*Task to carry out*.
Locate each line in the records below that contains the string "balcony", and copy those lines. Case counts.

[Location identification items]
::::

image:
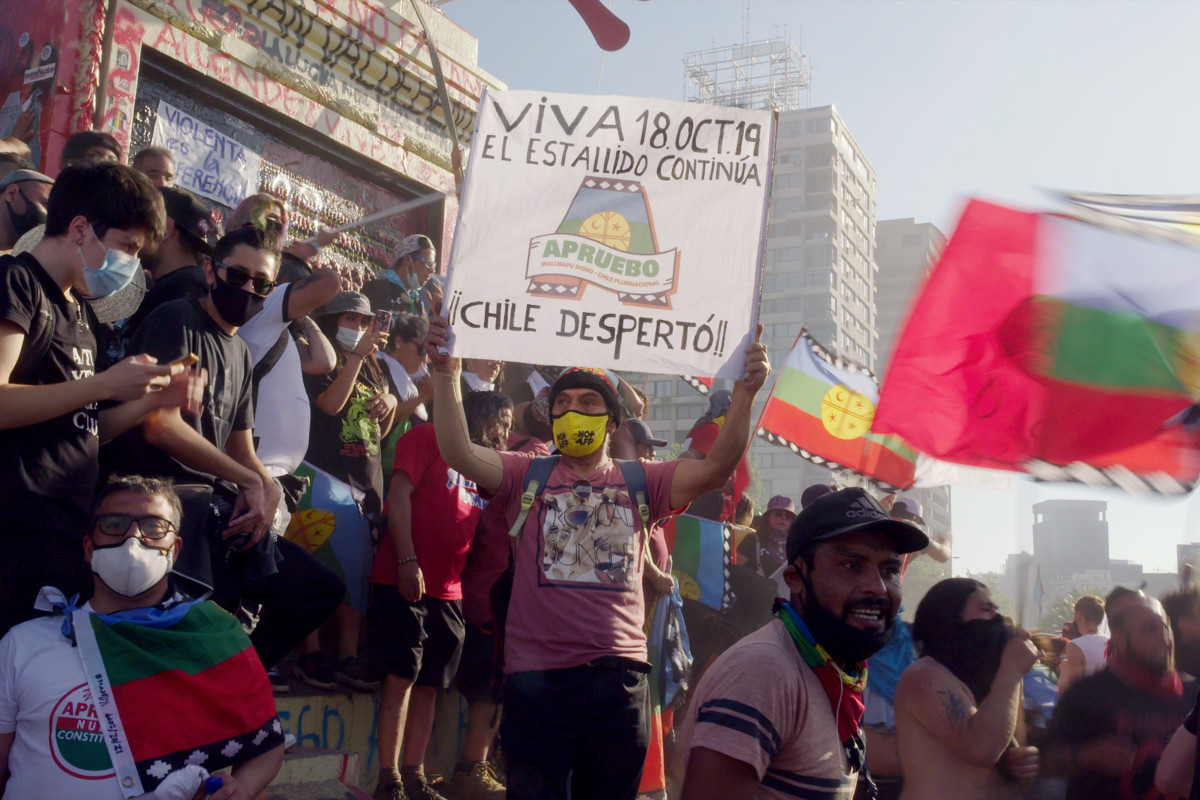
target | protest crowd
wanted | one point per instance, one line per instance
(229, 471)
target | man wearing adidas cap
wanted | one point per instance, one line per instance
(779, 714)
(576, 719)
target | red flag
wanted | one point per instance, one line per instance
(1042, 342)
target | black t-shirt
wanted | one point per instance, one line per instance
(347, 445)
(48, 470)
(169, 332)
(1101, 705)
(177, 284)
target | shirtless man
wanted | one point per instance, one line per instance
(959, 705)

::::

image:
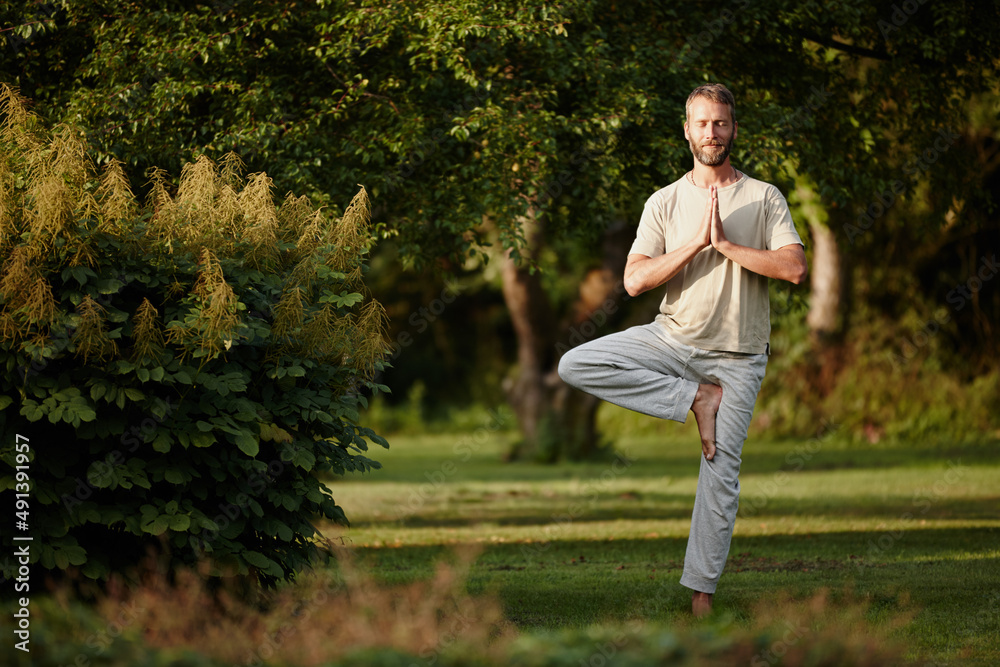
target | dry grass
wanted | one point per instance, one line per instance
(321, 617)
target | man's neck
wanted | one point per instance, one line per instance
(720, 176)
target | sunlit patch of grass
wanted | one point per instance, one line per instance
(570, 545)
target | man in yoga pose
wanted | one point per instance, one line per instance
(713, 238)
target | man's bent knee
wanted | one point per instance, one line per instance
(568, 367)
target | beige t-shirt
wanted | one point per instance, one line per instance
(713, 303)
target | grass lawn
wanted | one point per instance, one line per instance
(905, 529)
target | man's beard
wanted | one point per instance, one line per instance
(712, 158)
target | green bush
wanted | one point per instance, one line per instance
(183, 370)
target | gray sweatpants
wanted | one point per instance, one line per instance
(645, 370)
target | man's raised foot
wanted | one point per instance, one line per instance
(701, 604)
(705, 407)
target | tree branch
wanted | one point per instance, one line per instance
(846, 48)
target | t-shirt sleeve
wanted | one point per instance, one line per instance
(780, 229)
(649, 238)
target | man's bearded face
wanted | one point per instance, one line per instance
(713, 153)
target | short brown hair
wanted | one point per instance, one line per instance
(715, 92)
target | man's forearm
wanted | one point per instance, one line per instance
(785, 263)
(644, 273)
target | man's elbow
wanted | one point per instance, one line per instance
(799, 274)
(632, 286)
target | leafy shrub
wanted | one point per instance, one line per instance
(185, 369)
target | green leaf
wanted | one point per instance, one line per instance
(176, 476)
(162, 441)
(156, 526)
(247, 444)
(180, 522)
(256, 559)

::::

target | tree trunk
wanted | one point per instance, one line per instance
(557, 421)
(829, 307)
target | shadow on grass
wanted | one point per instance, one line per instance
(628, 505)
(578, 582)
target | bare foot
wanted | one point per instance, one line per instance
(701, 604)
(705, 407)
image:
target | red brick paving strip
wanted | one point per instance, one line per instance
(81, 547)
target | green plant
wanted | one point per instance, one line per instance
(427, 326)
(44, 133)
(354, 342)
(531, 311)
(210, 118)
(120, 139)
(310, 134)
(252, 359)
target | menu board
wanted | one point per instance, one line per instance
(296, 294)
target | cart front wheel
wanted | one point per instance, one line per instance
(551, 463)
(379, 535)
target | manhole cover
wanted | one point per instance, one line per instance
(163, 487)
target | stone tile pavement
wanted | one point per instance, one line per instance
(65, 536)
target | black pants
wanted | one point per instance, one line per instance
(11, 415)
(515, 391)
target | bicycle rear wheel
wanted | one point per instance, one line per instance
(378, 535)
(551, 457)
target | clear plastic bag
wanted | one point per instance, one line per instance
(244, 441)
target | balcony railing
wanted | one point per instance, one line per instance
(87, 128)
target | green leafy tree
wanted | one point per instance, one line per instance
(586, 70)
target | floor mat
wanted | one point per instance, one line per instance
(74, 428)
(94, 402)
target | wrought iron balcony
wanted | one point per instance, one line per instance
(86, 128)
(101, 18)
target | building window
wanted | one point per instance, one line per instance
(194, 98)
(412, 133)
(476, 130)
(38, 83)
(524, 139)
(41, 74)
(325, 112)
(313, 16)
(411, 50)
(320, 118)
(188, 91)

::::

*Expected answer*.
target | balcony railing
target | wrought iron balcony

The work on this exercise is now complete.